-- Start of Material --

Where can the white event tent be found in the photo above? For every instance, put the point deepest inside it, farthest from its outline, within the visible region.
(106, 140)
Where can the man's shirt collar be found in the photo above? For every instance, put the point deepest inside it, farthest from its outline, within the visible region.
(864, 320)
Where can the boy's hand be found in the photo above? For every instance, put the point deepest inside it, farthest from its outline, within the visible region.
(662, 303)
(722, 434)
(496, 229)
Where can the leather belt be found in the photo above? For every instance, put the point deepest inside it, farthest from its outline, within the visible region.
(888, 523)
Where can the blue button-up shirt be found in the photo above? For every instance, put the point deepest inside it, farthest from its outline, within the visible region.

-- End of Material --
-- Start of Material --

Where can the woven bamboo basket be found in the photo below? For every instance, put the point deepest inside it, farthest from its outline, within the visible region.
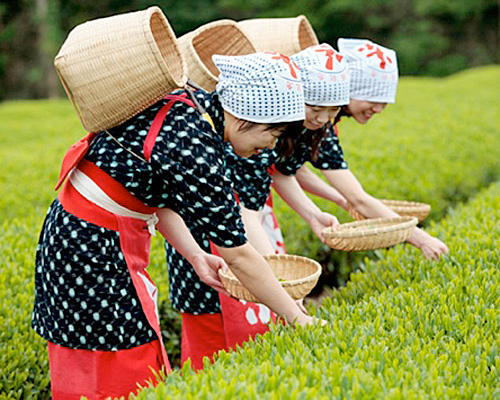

-- End of Material --
-- Start of Material --

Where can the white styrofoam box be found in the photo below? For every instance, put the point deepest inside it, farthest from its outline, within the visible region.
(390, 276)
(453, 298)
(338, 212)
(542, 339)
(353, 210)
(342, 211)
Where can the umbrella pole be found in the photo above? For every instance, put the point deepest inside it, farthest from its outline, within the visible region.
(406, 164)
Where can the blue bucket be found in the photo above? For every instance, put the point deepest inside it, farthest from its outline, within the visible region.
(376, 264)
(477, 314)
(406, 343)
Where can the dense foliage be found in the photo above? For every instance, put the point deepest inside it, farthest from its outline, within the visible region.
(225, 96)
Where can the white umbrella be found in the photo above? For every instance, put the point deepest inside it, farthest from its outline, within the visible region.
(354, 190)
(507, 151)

-- End of Material --

# [Challenge]
Swap "leather belt" for "canvas belt" and write out again everything from the line containing "Where can the white event" down to the line containing "Where can the blue button-up". Keep all other wording unchanged.

# [Solved exercise]
Where can the white event tent be found in the photo above? For every instance, put the point deepest inside it, farthest from its outline, within the visible region.
(106, 140)
Where can the man's shirt collar be found in the photo above? For every instance, put the point deepest inside it, farthest from its outline, within the visible region.
(864, 320)
Where can the boy's hand be found in the photo above? For every instance, put the point deepest inside it, farthest from its outline, within the visible region.
(662, 303)
(722, 434)
(496, 229)
Where can the canvas belt be found in the photo above? For every instance, put the point deepest inside it, farthest from its outline, within the visible region.
(888, 523)
Where can the blue button-up shirt be found in the photo above? For every instance, put the point deepest inside it, farthest from its outline, within the visible region.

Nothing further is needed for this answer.